## WRITTEN TASK
Retype all of the records below line for line, with no change to any word, number, or punctuation mark.

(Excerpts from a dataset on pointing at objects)
- - - - -
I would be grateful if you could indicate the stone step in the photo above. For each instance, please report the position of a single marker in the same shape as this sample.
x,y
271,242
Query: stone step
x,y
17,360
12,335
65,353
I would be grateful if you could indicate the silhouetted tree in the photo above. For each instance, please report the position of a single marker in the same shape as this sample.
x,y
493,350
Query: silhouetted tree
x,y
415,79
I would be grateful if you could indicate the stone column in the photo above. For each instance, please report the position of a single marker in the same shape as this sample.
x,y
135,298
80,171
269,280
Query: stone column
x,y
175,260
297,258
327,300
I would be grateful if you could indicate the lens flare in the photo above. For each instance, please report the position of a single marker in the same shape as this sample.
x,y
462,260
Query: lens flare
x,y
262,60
- - - - -
## FINISHED TASK
I would be grateful if you could indicate the stone step in the photo above. For each instance, please report the position of a single marker in the same shape as this sample.
x,y
271,242
Query: stone step
x,y
17,360
12,335
65,353
I would be grateful if you could indicate the silhouetted tree in the photo above. For each instance, please report the position of a single marker in the same shape as this sample.
x,y
493,350
Query: silhouetted tree
x,y
415,79
I would be grateful if you could indicate the stone column in the photo above. For each instance, please report the position of a single marker in the same shape as this sample.
x,y
135,298
80,171
269,280
Query: stone column
x,y
175,260
297,258
327,300
I would be grateful if you could indicate the lens flare in the photo above. For each instance, please report the position of a single marker in the same shape as this sample.
x,y
462,260
Query: lens flare
x,y
262,60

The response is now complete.